— START OF ENTRIES SUPPLIED —
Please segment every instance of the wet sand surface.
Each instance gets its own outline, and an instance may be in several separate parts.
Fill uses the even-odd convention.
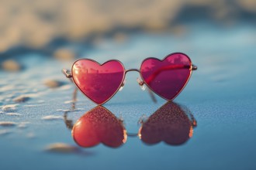
[[[161,137],[164,126],[147,129],[157,133],[151,136],[159,138],[158,143],[137,135],[165,100],[156,96],[154,103],[137,84],[139,73],[129,72],[123,90],[104,104],[127,133],[126,142],[115,148],[102,144],[83,148],[73,140],[72,124],[96,105],[78,92],[74,107],[74,85],[61,73],[72,62],[34,53],[20,56],[16,60],[21,71],[0,71],[0,168],[254,169],[255,44],[256,30],[249,25],[230,29],[198,23],[180,36],[134,34],[122,44],[106,39],[86,49],[81,56],[101,63],[117,59],[126,69],[174,52],[188,54],[199,67],[174,100],[193,131],[178,144],[171,136]],[[174,131],[181,126],[168,128],[175,141]]]

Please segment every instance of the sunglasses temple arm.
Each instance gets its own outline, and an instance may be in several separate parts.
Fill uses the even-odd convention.
[[[63,69],[62,73],[64,73],[64,75],[65,75],[65,76],[67,78],[72,78],[73,77],[72,73],[71,73],[71,71],[67,70],[67,69]]]
[[[154,93],[149,88],[147,88],[147,89],[148,94],[150,96],[150,98],[152,99],[153,102],[157,103],[157,98],[155,97],[155,96],[154,95]]]
[[[192,65],[192,70],[197,70],[197,66],[195,66],[195,65]]]

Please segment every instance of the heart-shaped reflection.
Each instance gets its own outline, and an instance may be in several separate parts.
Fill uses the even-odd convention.
[[[140,74],[145,83],[166,100],[174,99],[186,85],[192,63],[185,54],[177,53],[163,60],[146,59],[141,64]]]
[[[98,104],[109,100],[121,87],[125,69],[118,60],[109,60],[100,65],[83,59],[72,66],[73,80],[81,91]]]
[[[72,136],[81,147],[92,147],[99,143],[117,148],[126,141],[123,122],[106,108],[98,106],[88,111],[74,125]]]
[[[161,141],[171,145],[182,144],[192,136],[193,127],[196,126],[195,120],[190,116],[192,120],[177,104],[168,102],[142,123],[139,137],[149,144]]]

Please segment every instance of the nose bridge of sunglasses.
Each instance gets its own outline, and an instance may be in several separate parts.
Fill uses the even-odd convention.
[[[141,80],[140,78],[137,78],[137,82],[138,82],[138,84],[140,85],[142,90],[146,90],[145,83],[143,80]]]
[[[130,72],[130,71],[137,71],[139,73],[140,73],[140,70],[137,70],[137,69],[129,69],[129,70],[126,70],[126,73],[127,73],[128,72]],[[137,78],[137,82],[138,82],[140,88],[142,90],[146,90],[146,86],[144,85],[144,82],[143,80],[141,80],[140,78]],[[120,89],[122,88],[123,89],[123,83],[122,84]],[[122,89],[120,90],[122,90]]]
[[[126,83],[126,80],[124,80],[123,82],[122,83],[120,88],[118,90],[119,91],[122,91],[125,83]]]

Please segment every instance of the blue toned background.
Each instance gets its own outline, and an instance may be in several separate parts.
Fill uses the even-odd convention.
[[[255,169],[254,1],[53,2],[0,7],[0,169]],[[62,68],[82,57],[139,68],[144,58],[174,52],[199,67],[175,100],[197,121],[186,143],[128,137],[118,148],[76,144],[64,123],[74,86]],[[104,104],[130,134],[165,103],[151,101],[137,77],[127,73],[123,90]],[[94,107],[78,93],[67,117],[75,123]]]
— END OF ENTRIES SUPPLIED —
** THE TASK **
Each record above should come back exactly the same, only without its pictures.

** EXERCISE SOLUTION **
Please segment every instance of the wet sand surface.
Each instance gets its own outline, and an instance may be in several separate parts.
Fill uses the even-odd convention.
[[[161,137],[164,126],[147,129],[157,133],[151,136],[159,138],[158,143],[137,135],[165,100],[156,96],[154,103],[137,84],[139,73],[129,72],[123,90],[104,104],[127,133],[126,142],[115,148],[102,144],[83,148],[73,140],[72,124],[96,105],[78,92],[74,107],[74,85],[61,73],[72,62],[34,53],[20,56],[16,60],[21,71],[0,71],[0,168],[254,169],[255,44],[256,30],[249,25],[230,29],[198,23],[180,36],[134,34],[122,44],[106,39],[86,49],[81,56],[101,63],[117,59],[126,69],[174,52],[188,54],[199,67],[174,100],[193,131],[178,144],[171,136]],[[174,131],[181,126],[168,128],[175,141]]]

Please segment every instance of the sunglasses temple arm.
Each instance gets its own outline, and an instance may be in several separate parts.
Fill uses the even-odd convention.
[[[63,69],[62,73],[64,73],[64,75],[65,75],[65,76],[67,78],[72,78],[73,77],[72,73],[71,73],[71,71],[67,70],[67,69]]]
[[[154,93],[149,88],[147,88],[147,89],[148,94],[150,96],[150,98],[152,99],[153,102],[157,103],[157,98],[155,97],[155,96],[154,95]]]
[[[192,65],[192,70],[197,70],[197,66],[195,66],[195,65]]]

Please segment every instance of the heart-shaped reflection.
Each instance gets its own outline, and an instance may be in several separate parts.
Fill uses the even-odd convention.
[[[140,74],[145,83],[166,100],[174,99],[186,85],[192,63],[185,54],[177,53],[163,60],[146,59],[141,64]]]
[[[98,104],[109,100],[121,87],[125,69],[118,60],[109,60],[100,65],[83,59],[72,66],[73,80],[81,91]]]
[[[72,136],[81,147],[92,147],[99,143],[117,148],[126,141],[123,122],[106,108],[98,106],[88,111],[74,125]]]
[[[161,141],[171,145],[182,144],[192,136],[193,127],[196,126],[195,120],[190,116],[192,120],[177,104],[168,102],[142,123],[139,137],[149,144]]]

Please segment every instance of the nose bridge of sunglasses.
Each instance gets its own outline, and an instance may be in several separate parts.
Fill uses the even-odd convention.
[[[141,80],[140,78],[137,78],[137,82],[138,82],[138,84],[140,85],[142,90],[146,90],[145,83],[143,80]]]
[[[130,72],[130,71],[137,71],[139,73],[140,73],[140,70],[137,70],[137,69],[129,69],[129,70],[126,70],[126,73],[127,73],[128,72]],[[137,78],[137,82],[138,82],[140,88],[142,90],[146,90],[146,86],[144,85],[144,82],[143,80],[141,80],[140,78]],[[120,89],[122,88],[123,89],[123,83],[122,84]],[[122,89],[120,90],[122,90]]]
[[[126,83],[126,80],[124,80],[123,82],[122,83],[120,88],[118,90],[119,91],[122,91],[125,83]]]

Please segment every instance of the blue toned background.
Each instance gets its own outline, and an instance may be in several separate parts.
Fill uses the even-odd convention.
[[[255,169],[254,1],[53,2],[0,7],[0,169]],[[62,68],[82,57],[139,68],[144,58],[174,52],[199,67],[175,100],[197,121],[186,143],[128,137],[118,148],[76,144],[64,123],[74,86]],[[104,104],[130,134],[165,103],[151,101],[137,77],[127,73],[123,90]],[[94,107],[78,93],[67,117],[75,123]]]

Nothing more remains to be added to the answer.